## BEGIN DATASET RECORDS

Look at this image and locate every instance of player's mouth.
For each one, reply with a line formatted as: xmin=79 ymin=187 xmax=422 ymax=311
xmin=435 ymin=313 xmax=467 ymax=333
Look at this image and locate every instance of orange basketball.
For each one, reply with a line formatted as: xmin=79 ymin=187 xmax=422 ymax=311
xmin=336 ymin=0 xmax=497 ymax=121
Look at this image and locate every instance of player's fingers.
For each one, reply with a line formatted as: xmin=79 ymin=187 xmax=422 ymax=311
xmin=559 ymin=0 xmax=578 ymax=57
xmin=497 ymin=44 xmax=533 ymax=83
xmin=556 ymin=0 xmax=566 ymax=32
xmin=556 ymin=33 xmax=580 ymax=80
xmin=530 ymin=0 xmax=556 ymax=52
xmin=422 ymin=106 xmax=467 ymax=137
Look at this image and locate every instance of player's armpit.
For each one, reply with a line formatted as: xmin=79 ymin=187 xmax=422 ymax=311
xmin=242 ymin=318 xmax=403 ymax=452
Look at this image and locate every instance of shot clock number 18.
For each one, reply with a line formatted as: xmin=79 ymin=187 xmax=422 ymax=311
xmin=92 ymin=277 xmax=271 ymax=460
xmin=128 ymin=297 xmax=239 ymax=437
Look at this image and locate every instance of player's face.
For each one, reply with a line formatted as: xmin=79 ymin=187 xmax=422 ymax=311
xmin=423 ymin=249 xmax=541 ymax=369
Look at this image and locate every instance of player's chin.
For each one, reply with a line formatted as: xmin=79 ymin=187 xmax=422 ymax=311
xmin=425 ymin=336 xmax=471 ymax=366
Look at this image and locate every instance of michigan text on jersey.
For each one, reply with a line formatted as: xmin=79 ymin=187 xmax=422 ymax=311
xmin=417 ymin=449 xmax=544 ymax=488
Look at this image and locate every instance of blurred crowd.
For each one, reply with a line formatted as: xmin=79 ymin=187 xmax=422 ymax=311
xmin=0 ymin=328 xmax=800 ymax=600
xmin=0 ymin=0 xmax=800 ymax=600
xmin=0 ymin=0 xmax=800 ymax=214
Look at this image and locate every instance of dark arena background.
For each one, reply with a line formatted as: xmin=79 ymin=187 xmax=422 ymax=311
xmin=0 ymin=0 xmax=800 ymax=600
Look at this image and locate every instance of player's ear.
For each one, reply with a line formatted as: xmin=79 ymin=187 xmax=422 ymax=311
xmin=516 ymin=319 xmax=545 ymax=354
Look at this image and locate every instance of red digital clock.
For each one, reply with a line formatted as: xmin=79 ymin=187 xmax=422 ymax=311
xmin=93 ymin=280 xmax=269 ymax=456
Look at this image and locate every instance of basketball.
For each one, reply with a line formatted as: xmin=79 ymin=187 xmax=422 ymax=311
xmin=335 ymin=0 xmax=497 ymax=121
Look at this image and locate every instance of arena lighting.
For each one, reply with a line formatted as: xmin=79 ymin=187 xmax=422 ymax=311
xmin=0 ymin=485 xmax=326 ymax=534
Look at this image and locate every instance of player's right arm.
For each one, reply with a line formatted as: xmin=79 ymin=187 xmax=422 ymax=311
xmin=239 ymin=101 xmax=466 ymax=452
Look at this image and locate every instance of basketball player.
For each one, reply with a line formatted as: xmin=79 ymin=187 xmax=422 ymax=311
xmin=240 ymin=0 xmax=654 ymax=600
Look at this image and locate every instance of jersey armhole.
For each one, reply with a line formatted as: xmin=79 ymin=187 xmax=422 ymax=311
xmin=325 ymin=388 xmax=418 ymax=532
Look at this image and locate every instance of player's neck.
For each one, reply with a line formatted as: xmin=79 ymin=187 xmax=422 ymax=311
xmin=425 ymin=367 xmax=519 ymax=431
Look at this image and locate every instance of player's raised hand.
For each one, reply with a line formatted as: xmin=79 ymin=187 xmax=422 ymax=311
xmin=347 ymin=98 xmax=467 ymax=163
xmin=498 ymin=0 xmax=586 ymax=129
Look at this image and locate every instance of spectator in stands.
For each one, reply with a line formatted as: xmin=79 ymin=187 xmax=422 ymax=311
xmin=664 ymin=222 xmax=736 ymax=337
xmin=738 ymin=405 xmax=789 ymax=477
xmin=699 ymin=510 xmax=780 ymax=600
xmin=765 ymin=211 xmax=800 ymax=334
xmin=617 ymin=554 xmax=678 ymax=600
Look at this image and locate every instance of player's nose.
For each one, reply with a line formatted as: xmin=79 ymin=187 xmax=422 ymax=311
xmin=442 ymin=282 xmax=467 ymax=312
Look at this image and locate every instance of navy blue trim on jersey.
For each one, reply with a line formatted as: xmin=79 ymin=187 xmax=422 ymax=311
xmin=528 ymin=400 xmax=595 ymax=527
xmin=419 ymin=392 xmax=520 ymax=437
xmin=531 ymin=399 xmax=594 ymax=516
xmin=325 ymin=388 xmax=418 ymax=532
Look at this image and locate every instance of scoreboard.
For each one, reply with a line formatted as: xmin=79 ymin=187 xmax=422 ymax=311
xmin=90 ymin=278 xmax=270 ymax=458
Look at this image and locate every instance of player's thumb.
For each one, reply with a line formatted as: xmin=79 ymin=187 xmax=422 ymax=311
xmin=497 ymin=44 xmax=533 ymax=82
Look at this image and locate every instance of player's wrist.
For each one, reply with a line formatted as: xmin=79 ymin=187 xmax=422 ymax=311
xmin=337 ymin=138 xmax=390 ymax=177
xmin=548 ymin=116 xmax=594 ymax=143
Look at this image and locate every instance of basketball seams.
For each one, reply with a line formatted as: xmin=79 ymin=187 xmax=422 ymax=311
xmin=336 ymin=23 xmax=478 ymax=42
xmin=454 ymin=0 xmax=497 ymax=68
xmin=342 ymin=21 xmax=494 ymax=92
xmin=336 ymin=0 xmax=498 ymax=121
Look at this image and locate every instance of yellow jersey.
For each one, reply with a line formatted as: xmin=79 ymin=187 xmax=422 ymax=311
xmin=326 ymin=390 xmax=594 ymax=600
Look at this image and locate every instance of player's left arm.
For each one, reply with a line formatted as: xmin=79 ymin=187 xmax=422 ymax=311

## END DATASET RECORDS

GOAL → Revise the data above by changing "locate every instance of" to "mark each occurrence of" everywhere it occurs, keeping every other line unaltered.

TASK OUTPUT →
Look at this image and mark each occurrence of player's mouth.
For each one, reply with a line formatted as: xmin=79 ymin=187 xmax=422 ymax=311
xmin=435 ymin=313 xmax=467 ymax=333
Look at this image and mark each occurrence of orange basketball.
For each one, reply with a line formatted as: xmin=79 ymin=187 xmax=422 ymax=311
xmin=336 ymin=0 xmax=497 ymax=121
Look at this image and mark each occurrence of player's fingers.
For each one, reply with a line formatted as: xmin=79 ymin=187 xmax=422 ymax=311
xmin=559 ymin=0 xmax=578 ymax=57
xmin=497 ymin=44 xmax=533 ymax=83
xmin=556 ymin=0 xmax=566 ymax=32
xmin=556 ymin=33 xmax=580 ymax=80
xmin=530 ymin=0 xmax=556 ymax=52
xmin=422 ymin=106 xmax=467 ymax=137
Look at this image and mark each occurrence of player's armpit.
For each one, reply with a line formatted as: xmin=79 ymin=187 xmax=422 ymax=311
xmin=242 ymin=318 xmax=403 ymax=452
Look at this image and mark each occurrence of shot clock number 18.
For each one, reply with a line formatted as: xmin=79 ymin=187 xmax=422 ymax=311
xmin=92 ymin=277 xmax=271 ymax=460
xmin=128 ymin=297 xmax=239 ymax=437
Look at this image and mark each occurrence of player's face.
For each one, reply with a line formatted as: xmin=79 ymin=187 xmax=422 ymax=311
xmin=423 ymin=249 xmax=541 ymax=369
Look at this image and mark each occurrence of player's chin.
For each one, reply with a line formatted as: xmin=79 ymin=187 xmax=422 ymax=311
xmin=425 ymin=336 xmax=471 ymax=366
Look at this image and mark each occurrence of michigan text on jersey.
For each one, reply with a line formatted as: xmin=79 ymin=187 xmax=422 ymax=311
xmin=417 ymin=449 xmax=544 ymax=488
Look at this image and mark each occurrence of blurred crowd.
For each one, reply with a line formatted as: xmin=79 ymin=187 xmax=422 ymax=311
xmin=0 ymin=328 xmax=800 ymax=600
xmin=0 ymin=0 xmax=800 ymax=600
xmin=0 ymin=0 xmax=800 ymax=214
Look at this image and mark each occurrence of dark arena background.
For each one, reply with a line formatted as: xmin=79 ymin=187 xmax=422 ymax=311
xmin=0 ymin=0 xmax=800 ymax=600
Look at this image and mark each occurrence of player's ear.
For each one, reply with a line formatted as: xmin=79 ymin=187 xmax=422 ymax=311
xmin=516 ymin=319 xmax=545 ymax=354
Look at this image and mark each occurrence of red digital clock.
For each one, reply with a line formatted as: xmin=79 ymin=187 xmax=422 ymax=311
xmin=93 ymin=280 xmax=269 ymax=456
Look at this image and mark each occurrence of basketball.
For each one, reply with a line formatted as: xmin=79 ymin=187 xmax=422 ymax=311
xmin=335 ymin=0 xmax=497 ymax=121
Look at this image and mark each occurrence of arena lighting.
For each one, reply with a line formatted as: xmin=79 ymin=187 xmax=422 ymax=311
xmin=0 ymin=485 xmax=326 ymax=534
Look at this image and mark each occurrence of player's right arm.
For each one, reply with a line formatted as: xmin=79 ymin=187 xmax=422 ymax=311
xmin=239 ymin=101 xmax=466 ymax=452
Look at this image and mark each occurrence of basketball player.
For each one, reply with a line formatted as: xmin=79 ymin=187 xmax=422 ymax=311
xmin=240 ymin=0 xmax=654 ymax=600
Look at this image and mark each occurrence of jersey armhole.
For each one, reply with a line formatted as: xmin=79 ymin=187 xmax=422 ymax=311
xmin=325 ymin=388 xmax=418 ymax=532
Look at this image and mark each occurrence of player's neck.
For each one, reply with a line formatted as: xmin=79 ymin=187 xmax=422 ymax=311
xmin=425 ymin=367 xmax=519 ymax=431
Look at this image and mark each occurrence of player's raised hand.
For each one, reply with a line formatted as: xmin=79 ymin=187 xmax=422 ymax=311
xmin=347 ymin=98 xmax=467 ymax=163
xmin=498 ymin=0 xmax=586 ymax=129
Look at this image and mark each occurrence of spectator in stands.
For each one, reply with a line formatted as: xmin=79 ymin=187 xmax=422 ymax=311
xmin=664 ymin=222 xmax=736 ymax=337
xmin=738 ymin=405 xmax=789 ymax=477
xmin=699 ymin=510 xmax=780 ymax=600
xmin=765 ymin=211 xmax=800 ymax=334
xmin=617 ymin=554 xmax=678 ymax=600
Look at this image and mark each occurrence of player's nose.
For each one, reply with a line formatted as: xmin=79 ymin=187 xmax=422 ymax=311
xmin=442 ymin=282 xmax=467 ymax=312
Look at this image and mark each occurrence of navy blue trim on jersey.
For each one, reply with a line formatted as: xmin=79 ymin=187 xmax=422 ymax=311
xmin=528 ymin=400 xmax=595 ymax=527
xmin=419 ymin=392 xmax=520 ymax=437
xmin=531 ymin=399 xmax=594 ymax=516
xmin=325 ymin=388 xmax=418 ymax=532
Look at this image and mark each occurrence of scoreboard.
For each one, reply with a line formatted as: xmin=79 ymin=187 xmax=422 ymax=311
xmin=90 ymin=278 xmax=270 ymax=458
Look at this image and mark each occurrence of player's thumb.
For each one, reply with a line formatted as: xmin=79 ymin=187 xmax=422 ymax=311
xmin=497 ymin=44 xmax=533 ymax=82
Look at this image and mark each occurrence of player's wrist.
For each one, reply with a line formatted as: xmin=79 ymin=187 xmax=422 ymax=311
xmin=337 ymin=138 xmax=390 ymax=177
xmin=548 ymin=116 xmax=594 ymax=143
Look at this image and mark each occurrence of basketball seams.
For each one, reply with a line formatted as: xmin=79 ymin=187 xmax=422 ymax=311
xmin=336 ymin=23 xmax=478 ymax=42
xmin=454 ymin=0 xmax=497 ymax=68
xmin=342 ymin=21 xmax=494 ymax=92
xmin=336 ymin=0 xmax=498 ymax=121
Look at this image and mark each occurrence of yellow jersey.
For each one, reply with a line formatted as: xmin=79 ymin=187 xmax=422 ymax=311
xmin=326 ymin=390 xmax=594 ymax=600
Look at this image and mark each occurrence of player's left arm.
For each one, reply with a line formatted as: xmin=79 ymin=187 xmax=422 ymax=311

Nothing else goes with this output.